**Problema assegnato 1**.
Nel brano sul sindacato di legittimità sulla motivazione, quale articolo delle preleggi detta i canoni ermeneutici richiamati?
**Problema assegnato 2**.
Prosegui, per favore, il brano sul sindacato di legittimità sulla motivazione, ripartendo subito dopo l'ultima frase riportata.

La citata disposizione deve essere interpretata, alla luce dei canoni ermeneutici dettati dall’art. 12 delle preleggi, come riduzione al “minimo costituzionale” del sindacato di legittimità sulla motivazione, sicché è denunciabile in cassazione – ai sensi dell’art. 360, primo comma, n. 4, in relazione all’art. 132 cod. proc. civ. – solo l’anomalia motivazionale che si tramuta in violazione di legge costituzionalmente rilevante, in quanto attinente all’esistenza della motivazione in sé, purché il vizio risulti dal testo della sentenza impugnata, a prescindere dal confronto con le risultanze processuali. Tale anomalia si esaurisce nella “mancanza assoluta di motivi sotto l’aspetto materiale e grafico”, nella “motivazione apparente”, nel “contrasto irriducibile tra affermazioni inconciliabili” e nella “motivazione perplessa ed obiettivamente incomprensibile”, esclusa qualunque rilevanza del semplice difetto di “sufficienza” della motivazione (Sez. U, Sentenza n. 8053 del 07/04/2014, Rv. 629830).

[Parte di un file di dati]
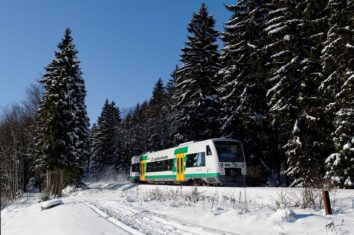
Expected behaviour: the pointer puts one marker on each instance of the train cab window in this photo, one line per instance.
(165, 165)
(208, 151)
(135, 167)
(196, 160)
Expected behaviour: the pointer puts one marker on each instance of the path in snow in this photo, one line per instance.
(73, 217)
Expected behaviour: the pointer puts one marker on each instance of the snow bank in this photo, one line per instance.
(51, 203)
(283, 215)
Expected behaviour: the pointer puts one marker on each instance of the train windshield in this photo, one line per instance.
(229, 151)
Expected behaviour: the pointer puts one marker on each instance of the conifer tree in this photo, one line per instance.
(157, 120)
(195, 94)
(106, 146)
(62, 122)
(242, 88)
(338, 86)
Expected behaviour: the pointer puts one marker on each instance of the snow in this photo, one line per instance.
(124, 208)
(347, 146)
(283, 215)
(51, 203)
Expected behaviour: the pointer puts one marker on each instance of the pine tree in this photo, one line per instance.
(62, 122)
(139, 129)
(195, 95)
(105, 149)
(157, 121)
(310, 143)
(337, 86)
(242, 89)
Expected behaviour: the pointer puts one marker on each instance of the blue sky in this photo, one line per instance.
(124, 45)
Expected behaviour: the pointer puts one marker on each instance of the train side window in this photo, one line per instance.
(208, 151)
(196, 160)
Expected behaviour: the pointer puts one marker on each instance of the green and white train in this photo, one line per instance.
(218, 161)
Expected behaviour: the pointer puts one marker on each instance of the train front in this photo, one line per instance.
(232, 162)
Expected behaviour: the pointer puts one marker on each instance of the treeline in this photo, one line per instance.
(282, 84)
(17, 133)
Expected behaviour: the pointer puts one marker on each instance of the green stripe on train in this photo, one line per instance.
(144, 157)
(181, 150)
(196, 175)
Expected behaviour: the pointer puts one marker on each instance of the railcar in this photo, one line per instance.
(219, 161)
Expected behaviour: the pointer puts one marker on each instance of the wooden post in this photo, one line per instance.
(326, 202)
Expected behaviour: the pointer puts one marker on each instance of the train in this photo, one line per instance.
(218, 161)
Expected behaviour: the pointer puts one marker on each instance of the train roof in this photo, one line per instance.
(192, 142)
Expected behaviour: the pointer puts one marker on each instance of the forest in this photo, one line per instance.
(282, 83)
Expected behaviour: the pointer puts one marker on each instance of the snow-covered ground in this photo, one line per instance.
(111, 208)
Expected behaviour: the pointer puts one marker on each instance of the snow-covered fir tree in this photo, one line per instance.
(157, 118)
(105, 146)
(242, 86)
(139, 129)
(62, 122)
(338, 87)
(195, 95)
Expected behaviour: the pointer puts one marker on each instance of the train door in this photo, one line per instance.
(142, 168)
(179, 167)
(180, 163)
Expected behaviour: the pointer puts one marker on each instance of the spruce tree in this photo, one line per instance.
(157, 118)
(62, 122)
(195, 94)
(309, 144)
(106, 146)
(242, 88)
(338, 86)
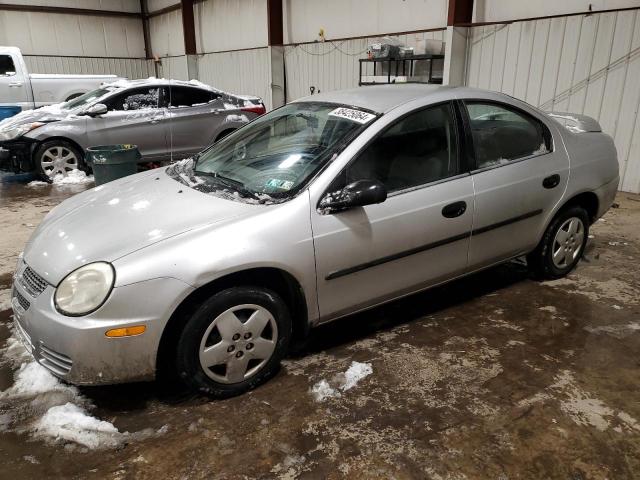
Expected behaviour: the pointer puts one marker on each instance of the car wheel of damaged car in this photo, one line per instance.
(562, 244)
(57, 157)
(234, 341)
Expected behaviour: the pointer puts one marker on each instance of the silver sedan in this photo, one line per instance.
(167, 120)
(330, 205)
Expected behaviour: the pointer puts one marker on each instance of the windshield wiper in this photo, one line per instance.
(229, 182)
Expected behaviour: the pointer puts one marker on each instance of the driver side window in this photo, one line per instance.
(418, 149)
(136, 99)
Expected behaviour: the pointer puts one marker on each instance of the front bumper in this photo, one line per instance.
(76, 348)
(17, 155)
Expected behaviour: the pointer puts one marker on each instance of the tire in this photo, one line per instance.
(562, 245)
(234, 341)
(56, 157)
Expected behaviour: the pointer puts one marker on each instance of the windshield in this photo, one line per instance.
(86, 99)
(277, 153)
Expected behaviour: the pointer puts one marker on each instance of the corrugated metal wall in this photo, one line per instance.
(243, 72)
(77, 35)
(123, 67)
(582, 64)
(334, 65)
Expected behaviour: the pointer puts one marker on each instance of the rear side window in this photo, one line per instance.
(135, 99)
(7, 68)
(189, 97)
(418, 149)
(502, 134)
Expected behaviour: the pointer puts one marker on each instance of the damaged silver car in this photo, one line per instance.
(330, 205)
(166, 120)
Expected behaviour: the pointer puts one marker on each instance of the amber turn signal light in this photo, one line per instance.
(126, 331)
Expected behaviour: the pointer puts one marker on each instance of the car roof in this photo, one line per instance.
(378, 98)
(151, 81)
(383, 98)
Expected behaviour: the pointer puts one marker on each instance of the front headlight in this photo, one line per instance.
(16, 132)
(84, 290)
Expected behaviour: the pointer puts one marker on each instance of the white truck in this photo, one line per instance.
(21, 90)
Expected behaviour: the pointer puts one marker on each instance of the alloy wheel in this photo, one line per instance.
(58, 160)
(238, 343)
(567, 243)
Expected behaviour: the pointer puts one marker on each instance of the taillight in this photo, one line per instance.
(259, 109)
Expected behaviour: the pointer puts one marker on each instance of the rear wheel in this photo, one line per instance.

---

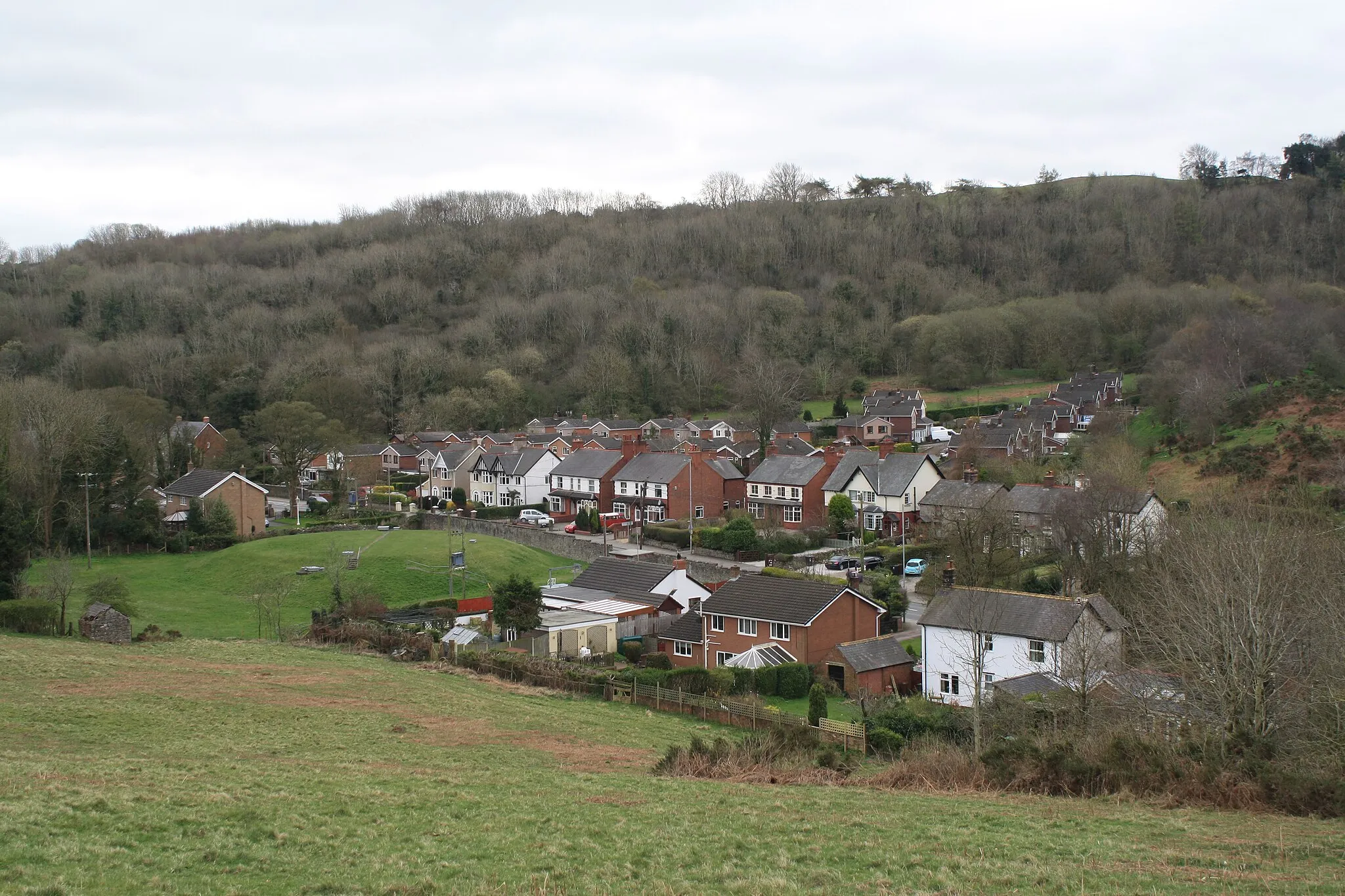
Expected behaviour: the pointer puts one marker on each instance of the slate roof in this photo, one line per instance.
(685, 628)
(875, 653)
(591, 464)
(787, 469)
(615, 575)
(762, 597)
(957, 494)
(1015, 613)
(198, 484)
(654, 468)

**Risultato 1**.
L'art. 12 delle preleggi.

**Risultato 2**.
Nella specie non ricorre una tale carenza, neppure in relazione al punto specificatamente denunciato dal ricorrente. La corte d’appello, infatti, ha ampiamente motivato sulla natura del versamento disposto dalla deliberazione assembleare del 12 dicembre 2005, mentre l’asserita difformità del contenuto di tale delibera rispetto a quanto ritenuto dal giudice di merito non rientra fra i vizi denunciabili per violazione dell’art. 132 cod. proc. civ.
Non sussiste la denunciata carenza assoluta di motivazione neppure in relazione all’esatta qualificazione della natura del versamento, questione che la corte territoriale non omette di esaminare, bensì dichiara espressamente assorbita dalla sicura inclusione del credito del RB nei confronti della società fra le situazioni giuridiche ‘attive traferite al PN con l’atto di cessione di quota.
Allo stesso modo, non ha alcun rilievo, al fine del rispetto della soglia “minima costituzionale” di motivazione, l’omesso esame della circostanza che la successiva rinunzia del PN al credito nei confronti della società cedutogli dal RB dimostrerebbe che trattasi di finanziamento e non di versamento in conto capitale.
8. Sebbene il ricorso risulti, in conclusione, inammissibile, è utile aggiungere qualche altra considerazione che riguarda i tre motivi di censura unitariamente esaminati.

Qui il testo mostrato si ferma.